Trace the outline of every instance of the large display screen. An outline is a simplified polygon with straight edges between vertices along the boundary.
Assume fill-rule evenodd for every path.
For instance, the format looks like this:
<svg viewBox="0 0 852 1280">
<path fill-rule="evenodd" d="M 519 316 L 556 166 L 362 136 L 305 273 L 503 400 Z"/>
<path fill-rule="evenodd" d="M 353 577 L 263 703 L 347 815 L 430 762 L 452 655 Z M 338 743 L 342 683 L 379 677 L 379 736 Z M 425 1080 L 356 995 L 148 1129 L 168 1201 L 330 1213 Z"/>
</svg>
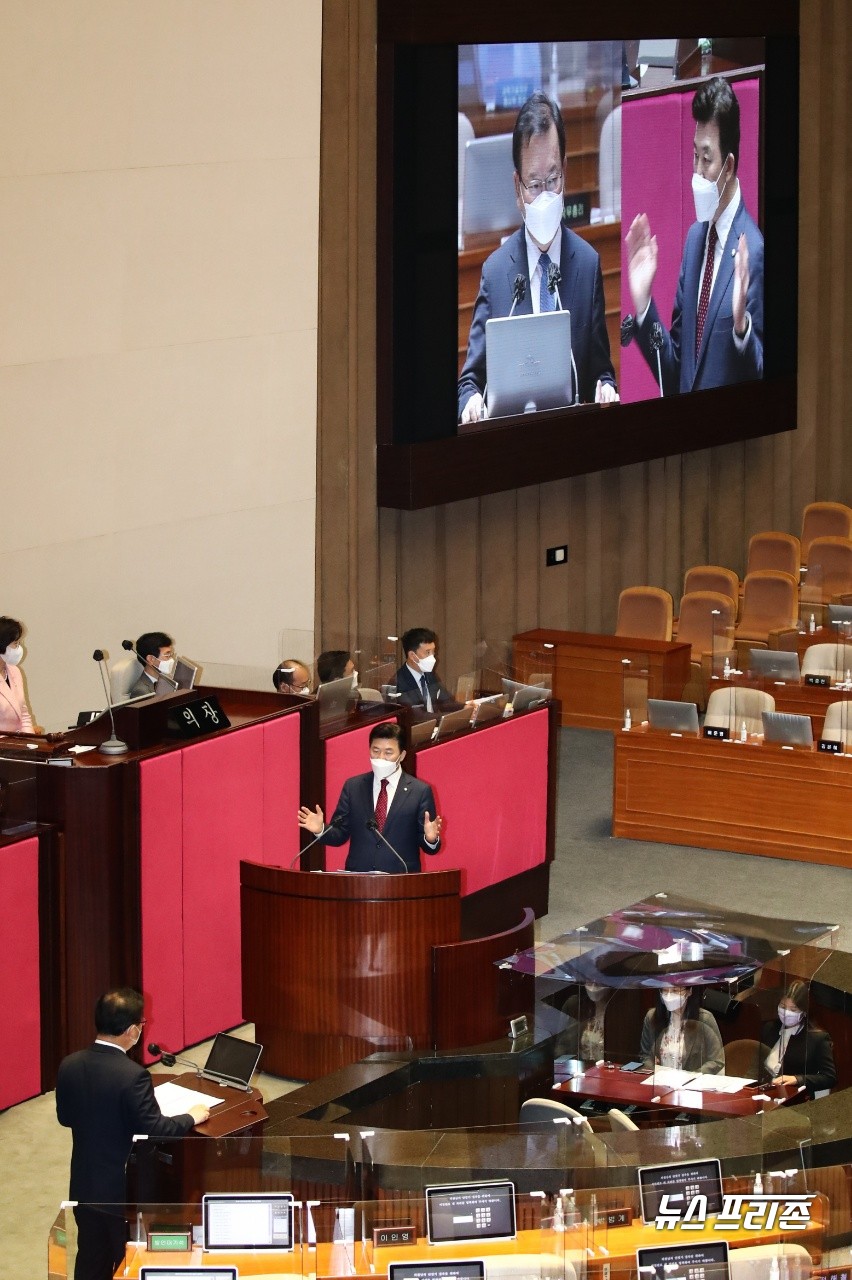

→ **ASSIGNED TASK**: How many lines in the records above contain the word "instance"? Answer with the number alone.

→ **ANSWER BELOW**: 2